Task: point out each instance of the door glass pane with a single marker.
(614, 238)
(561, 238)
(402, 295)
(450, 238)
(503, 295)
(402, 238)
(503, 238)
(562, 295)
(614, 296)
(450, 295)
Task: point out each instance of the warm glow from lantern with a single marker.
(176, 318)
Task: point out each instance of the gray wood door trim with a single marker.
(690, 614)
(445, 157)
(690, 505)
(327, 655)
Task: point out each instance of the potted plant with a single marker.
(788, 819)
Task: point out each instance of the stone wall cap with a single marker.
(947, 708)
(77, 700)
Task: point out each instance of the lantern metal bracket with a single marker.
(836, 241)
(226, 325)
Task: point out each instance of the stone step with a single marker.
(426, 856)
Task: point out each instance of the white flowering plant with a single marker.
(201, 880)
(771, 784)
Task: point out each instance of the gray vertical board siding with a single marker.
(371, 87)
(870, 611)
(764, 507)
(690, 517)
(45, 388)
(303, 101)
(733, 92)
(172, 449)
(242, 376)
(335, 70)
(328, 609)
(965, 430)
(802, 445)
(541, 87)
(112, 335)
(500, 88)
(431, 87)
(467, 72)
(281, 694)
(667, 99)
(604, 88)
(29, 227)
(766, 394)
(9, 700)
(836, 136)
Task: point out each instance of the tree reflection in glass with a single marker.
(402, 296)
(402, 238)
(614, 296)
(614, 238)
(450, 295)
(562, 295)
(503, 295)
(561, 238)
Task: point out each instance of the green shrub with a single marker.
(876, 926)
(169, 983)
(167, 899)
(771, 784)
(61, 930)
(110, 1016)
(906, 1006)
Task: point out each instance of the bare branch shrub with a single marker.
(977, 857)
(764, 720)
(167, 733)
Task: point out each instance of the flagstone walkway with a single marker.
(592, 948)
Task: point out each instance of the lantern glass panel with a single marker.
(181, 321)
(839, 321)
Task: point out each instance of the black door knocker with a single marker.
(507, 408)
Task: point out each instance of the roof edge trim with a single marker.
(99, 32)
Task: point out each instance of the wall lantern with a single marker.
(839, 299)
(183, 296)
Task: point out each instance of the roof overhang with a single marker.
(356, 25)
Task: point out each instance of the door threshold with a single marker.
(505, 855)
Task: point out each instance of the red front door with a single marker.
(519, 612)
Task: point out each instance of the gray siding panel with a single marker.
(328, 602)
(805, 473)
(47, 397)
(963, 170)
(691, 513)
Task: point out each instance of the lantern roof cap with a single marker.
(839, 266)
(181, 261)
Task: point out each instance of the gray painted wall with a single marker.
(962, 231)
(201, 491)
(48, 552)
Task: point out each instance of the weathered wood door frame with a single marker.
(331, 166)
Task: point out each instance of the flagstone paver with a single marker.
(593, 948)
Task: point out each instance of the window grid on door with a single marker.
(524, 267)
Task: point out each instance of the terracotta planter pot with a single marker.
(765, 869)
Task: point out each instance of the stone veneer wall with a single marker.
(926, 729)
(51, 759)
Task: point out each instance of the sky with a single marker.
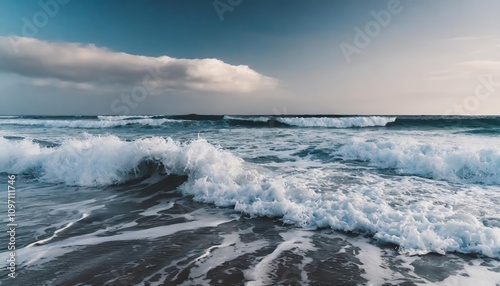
(69, 57)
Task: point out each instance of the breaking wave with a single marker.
(218, 177)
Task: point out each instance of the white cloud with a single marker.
(74, 65)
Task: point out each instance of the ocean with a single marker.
(251, 200)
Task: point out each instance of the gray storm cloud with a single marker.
(74, 65)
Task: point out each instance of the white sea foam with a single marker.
(417, 224)
(471, 164)
(248, 118)
(341, 122)
(122, 117)
(85, 123)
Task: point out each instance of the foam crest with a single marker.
(248, 118)
(218, 177)
(343, 122)
(467, 164)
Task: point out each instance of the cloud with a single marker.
(74, 65)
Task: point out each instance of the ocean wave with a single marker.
(123, 117)
(340, 122)
(431, 160)
(85, 123)
(218, 177)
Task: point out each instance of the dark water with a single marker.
(253, 200)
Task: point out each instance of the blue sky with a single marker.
(262, 57)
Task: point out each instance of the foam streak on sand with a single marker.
(218, 177)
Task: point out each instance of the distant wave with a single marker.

_____

Please copy every line of the material above word for word, and leave the pictures out of your answer.

_SOLUTION TO THIS PROBLEM_
Task: point out each instance of the door glass pane with a single marker.
(614, 238)
(561, 238)
(402, 295)
(450, 238)
(503, 295)
(402, 238)
(503, 238)
(562, 295)
(614, 296)
(450, 295)
Task: point out each instance of the warm glow from lantern with a single marker.
(176, 318)
Task: point out each instance of the gray wood door trim with a single marker.
(690, 614)
(445, 157)
(690, 505)
(327, 655)
Task: point out each instance of the potted plant with a single marker.
(788, 819)
Task: point out each instance of the stone wall cap with a single marker.
(947, 708)
(77, 700)
Task: point out each instance of the lantern metal bracket with a single marker.
(836, 241)
(226, 325)
Task: point out each instance of the stone step with a single marker.
(426, 856)
Task: point out each instance of the white flowering plant with a single marker.
(201, 880)
(771, 784)
Task: point out each instance of the gray vertical board siding with a single marker.
(371, 87)
(870, 611)
(764, 507)
(690, 517)
(45, 388)
(303, 101)
(733, 92)
(172, 449)
(242, 376)
(335, 70)
(328, 609)
(965, 430)
(802, 445)
(541, 87)
(112, 335)
(500, 88)
(431, 87)
(467, 72)
(281, 694)
(667, 99)
(604, 88)
(29, 227)
(766, 394)
(9, 700)
(836, 136)
Task: point out each instance of the tree reflection in glass with a single marker.
(402, 296)
(402, 238)
(614, 296)
(614, 238)
(450, 295)
(562, 295)
(503, 295)
(561, 238)
Task: point out each instance of the green shrub with a single marker.
(876, 926)
(169, 983)
(167, 899)
(771, 784)
(61, 930)
(110, 1016)
(906, 1006)
Task: point out each instance of the bare branch shrub with a single marker.
(977, 857)
(764, 720)
(167, 733)
Task: point out each instance of the flagstone walkway with a single marker.
(592, 948)
Task: point out each instance of the lantern glass panel with a single marker.
(181, 321)
(839, 321)
Task: point out each instance of the black door knocker with a single marker.
(507, 408)
Task: point out each instance of the roof edge trim with a single marker.
(99, 32)
Task: point out each instance of the wall lantern with a single marker.
(839, 299)
(183, 296)
Task: point out each instance of the roof overhang with a single marker.
(356, 25)
Task: point out each instance of the door threshold with a single marker.
(505, 855)
Task: point out each instance of the red front door with a single marker.
(519, 612)
Task: point out each instance of the gray siding panel with a single marker.
(328, 602)
(805, 473)
(47, 397)
(963, 170)
(691, 513)
Task: point out each instance of the lantern roof cap with a single marker.
(839, 266)
(181, 261)
Task: point out each instance of the gray painted wall with a single marker.
(962, 231)
(201, 491)
(48, 552)
Task: point out each instance of the weathered wood door frame with a single marker.
(331, 166)
Task: point out each instance of the flagstone paver with a single marker.
(593, 948)
Task: point out each instance of the window grid on door with a single marker.
(524, 267)
Task: point out each instance of the terracotta planter pot with a single marker.
(765, 869)
Task: point out each instance of the stone veneer wall with a single marker.
(926, 729)
(51, 759)
Task: point out each instance of the sky with a single marker.
(69, 57)
Task: point out each instance of the breaking wave with a single marker.
(218, 177)
Task: point out each instance of the white cloud with a single marker.
(74, 65)
Task: point out each instance of the ocean with a single marker.
(251, 200)
Task: point out each instance of the gray storm cloud with a single marker.
(74, 65)
Task: point out each instance of the white sea foam with a single marker.
(417, 224)
(471, 164)
(248, 118)
(341, 122)
(122, 117)
(85, 123)
Task: point out each instance of the foam crest with a single marker.
(248, 118)
(218, 177)
(343, 122)
(467, 164)
Task: point out each instance of the cloud with a single marker.
(74, 65)
Task: point out each instance of the ocean wave with a single marker.
(123, 117)
(340, 122)
(431, 160)
(85, 123)
(218, 177)
Task: point out each instance of the dark water with a single marker.
(253, 200)
Task: point out each instance of the blue sky with a single marker.
(262, 57)
Task: point out each instance of the foam streak on sand with a single marker.
(218, 177)
Task: point out each instance of the distant wave with a single marker.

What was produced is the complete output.